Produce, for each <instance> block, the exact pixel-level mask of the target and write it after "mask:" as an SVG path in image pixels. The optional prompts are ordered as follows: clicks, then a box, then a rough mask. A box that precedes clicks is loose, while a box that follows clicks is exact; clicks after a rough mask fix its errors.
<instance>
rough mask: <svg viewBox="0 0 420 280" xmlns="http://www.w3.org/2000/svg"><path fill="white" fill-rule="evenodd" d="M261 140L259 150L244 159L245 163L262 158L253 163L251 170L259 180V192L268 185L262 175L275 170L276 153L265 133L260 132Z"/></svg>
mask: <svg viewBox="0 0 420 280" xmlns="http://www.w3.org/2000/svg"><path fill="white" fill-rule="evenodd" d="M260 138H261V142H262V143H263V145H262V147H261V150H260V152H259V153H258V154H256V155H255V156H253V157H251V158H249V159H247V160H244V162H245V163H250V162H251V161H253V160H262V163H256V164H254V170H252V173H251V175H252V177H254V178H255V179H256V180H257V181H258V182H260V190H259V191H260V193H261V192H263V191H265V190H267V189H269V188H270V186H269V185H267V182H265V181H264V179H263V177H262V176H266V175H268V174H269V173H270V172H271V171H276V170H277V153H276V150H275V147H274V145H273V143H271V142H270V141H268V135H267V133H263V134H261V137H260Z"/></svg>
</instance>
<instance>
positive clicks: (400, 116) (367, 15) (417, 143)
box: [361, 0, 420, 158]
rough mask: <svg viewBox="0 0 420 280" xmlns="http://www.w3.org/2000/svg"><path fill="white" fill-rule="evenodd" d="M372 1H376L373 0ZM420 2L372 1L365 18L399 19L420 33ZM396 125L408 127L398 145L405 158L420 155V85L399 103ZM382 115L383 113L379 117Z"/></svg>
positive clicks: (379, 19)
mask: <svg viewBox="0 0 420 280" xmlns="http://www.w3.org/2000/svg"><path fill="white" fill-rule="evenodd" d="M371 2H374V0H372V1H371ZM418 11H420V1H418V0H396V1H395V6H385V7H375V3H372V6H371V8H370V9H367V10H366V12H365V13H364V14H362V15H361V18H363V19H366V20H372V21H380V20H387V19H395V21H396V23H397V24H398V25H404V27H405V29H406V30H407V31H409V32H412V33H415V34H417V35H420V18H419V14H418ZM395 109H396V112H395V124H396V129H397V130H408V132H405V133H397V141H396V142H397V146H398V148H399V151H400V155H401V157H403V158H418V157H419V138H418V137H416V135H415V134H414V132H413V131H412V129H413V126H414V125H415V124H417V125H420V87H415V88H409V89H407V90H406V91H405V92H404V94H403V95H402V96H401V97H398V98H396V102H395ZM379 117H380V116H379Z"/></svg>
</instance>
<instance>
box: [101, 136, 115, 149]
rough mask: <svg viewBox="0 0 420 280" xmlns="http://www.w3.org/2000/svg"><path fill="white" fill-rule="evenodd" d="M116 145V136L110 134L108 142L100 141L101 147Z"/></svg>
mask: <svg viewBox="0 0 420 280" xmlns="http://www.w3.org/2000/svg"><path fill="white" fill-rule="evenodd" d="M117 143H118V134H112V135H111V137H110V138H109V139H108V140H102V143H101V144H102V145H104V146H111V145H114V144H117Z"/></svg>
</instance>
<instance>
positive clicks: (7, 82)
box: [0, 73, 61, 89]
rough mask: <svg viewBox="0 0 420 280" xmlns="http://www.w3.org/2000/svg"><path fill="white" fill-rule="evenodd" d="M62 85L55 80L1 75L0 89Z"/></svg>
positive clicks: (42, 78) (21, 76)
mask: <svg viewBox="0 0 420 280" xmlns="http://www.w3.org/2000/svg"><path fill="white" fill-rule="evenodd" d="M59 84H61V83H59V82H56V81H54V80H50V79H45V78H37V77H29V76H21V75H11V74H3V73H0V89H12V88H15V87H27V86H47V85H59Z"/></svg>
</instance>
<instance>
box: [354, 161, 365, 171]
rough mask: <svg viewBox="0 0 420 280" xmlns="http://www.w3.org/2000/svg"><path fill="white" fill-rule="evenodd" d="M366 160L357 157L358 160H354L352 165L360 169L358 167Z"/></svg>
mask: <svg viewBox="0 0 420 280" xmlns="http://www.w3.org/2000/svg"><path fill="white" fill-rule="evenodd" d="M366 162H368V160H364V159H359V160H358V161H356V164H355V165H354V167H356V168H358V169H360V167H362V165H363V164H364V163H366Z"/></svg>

-*-*-

= Compito =
Riscrivi tutte le righe dei dati qui sopra, dalla prima all'ultima, senza cambiare nulla.

= Risultato =
Produce, for each <instance> block, the exact pixel-level mask of the target and write it after "mask:" as an SVG path in image pixels. The optional prompts are ordered as follows: clicks, then a box, then a rough mask. A box that precedes clicks is loose, while a box that follows clicks is exact; clicks after a rough mask fix its errors.
<instance>
rough mask: <svg viewBox="0 0 420 280" xmlns="http://www.w3.org/2000/svg"><path fill="white" fill-rule="evenodd" d="M261 140L259 150L244 159L245 163L262 158L253 163L251 170L259 180V192L268 185L262 175L275 170L276 153L265 133L260 132Z"/></svg>
mask: <svg viewBox="0 0 420 280" xmlns="http://www.w3.org/2000/svg"><path fill="white" fill-rule="evenodd" d="M260 138H261V142H262V143H263V145H262V147H261V150H260V152H259V153H258V154H256V155H255V156H253V157H251V158H249V159H247V160H244V162H245V163H250V162H251V161H253V160H262V163H256V164H254V170H252V173H251V175H252V177H254V178H255V179H256V180H257V181H258V182H260V190H259V191H260V193H261V192H263V191H265V190H267V189H269V188H270V186H269V185H267V182H265V181H264V179H263V177H262V176H266V175H268V174H269V173H270V172H271V171H276V170H277V153H276V150H275V147H274V145H273V143H271V142H270V141H268V135H267V133H263V134H261V137H260Z"/></svg>
</instance>
<instance>
positive clicks: (400, 116) (367, 15) (417, 143)
box: [361, 0, 420, 158]
rough mask: <svg viewBox="0 0 420 280" xmlns="http://www.w3.org/2000/svg"><path fill="white" fill-rule="evenodd" d="M372 1H376L373 0ZM420 2L372 1L365 18L399 19L420 33ZM396 125L408 127L398 145L405 158L420 155V85L399 103ZM382 115L383 113L379 117Z"/></svg>
positive clicks: (379, 19)
mask: <svg viewBox="0 0 420 280" xmlns="http://www.w3.org/2000/svg"><path fill="white" fill-rule="evenodd" d="M371 2H374V0H372V1H371ZM418 11H420V1H418V0H396V1H395V6H385V7H375V3H372V6H371V8H370V9H367V10H366V12H365V13H364V14H362V15H361V18H363V19H366V20H372V21H380V20H387V19H395V21H396V23H397V24H398V25H404V27H405V29H406V30H407V31H409V32H412V33H415V34H417V35H420V18H419V14H418ZM395 109H396V112H395V124H396V129H397V130H408V132H405V133H397V141H396V142H397V146H398V148H399V151H400V155H401V157H403V158H418V157H419V138H418V137H416V135H415V134H414V132H413V131H412V129H413V126H414V125H415V124H417V125H420V87H415V88H409V89H407V90H406V91H405V92H404V94H403V95H402V96H401V97H398V98H396V102H395ZM379 117H380V116H379Z"/></svg>
</instance>
<instance>
box: [101, 136, 115, 149]
rough mask: <svg viewBox="0 0 420 280" xmlns="http://www.w3.org/2000/svg"><path fill="white" fill-rule="evenodd" d="M116 145V136L110 134L108 142L100 141L101 147Z"/></svg>
mask: <svg viewBox="0 0 420 280" xmlns="http://www.w3.org/2000/svg"><path fill="white" fill-rule="evenodd" d="M117 143H118V134H112V135H111V137H110V138H109V139H108V140H102V143H101V144H102V145H104V146H111V145H114V144H117Z"/></svg>
</instance>
<instance>
positive clicks: (7, 82)
box: [0, 73, 61, 89]
rough mask: <svg viewBox="0 0 420 280" xmlns="http://www.w3.org/2000/svg"><path fill="white" fill-rule="evenodd" d="M62 85L55 80L1 75L0 89Z"/></svg>
positive clicks: (42, 78) (21, 76)
mask: <svg viewBox="0 0 420 280" xmlns="http://www.w3.org/2000/svg"><path fill="white" fill-rule="evenodd" d="M59 84H61V83H59V82H56V81H54V80H50V79H45V78H37V77H29V76H21V75H11V74H3V73H0V89H12V88H15V87H27V86H47V85H59Z"/></svg>
</instance>
<instance>
box: [354, 161, 365, 171]
rough mask: <svg viewBox="0 0 420 280" xmlns="http://www.w3.org/2000/svg"><path fill="white" fill-rule="evenodd" d="M366 160L357 157L358 160H354L352 165L360 169L358 167Z"/></svg>
mask: <svg viewBox="0 0 420 280" xmlns="http://www.w3.org/2000/svg"><path fill="white" fill-rule="evenodd" d="M366 162H368V160H364V159H359V160H358V161H356V164H355V165H354V167H356V168H358V169H360V167H362V165H363V164H364V163H366Z"/></svg>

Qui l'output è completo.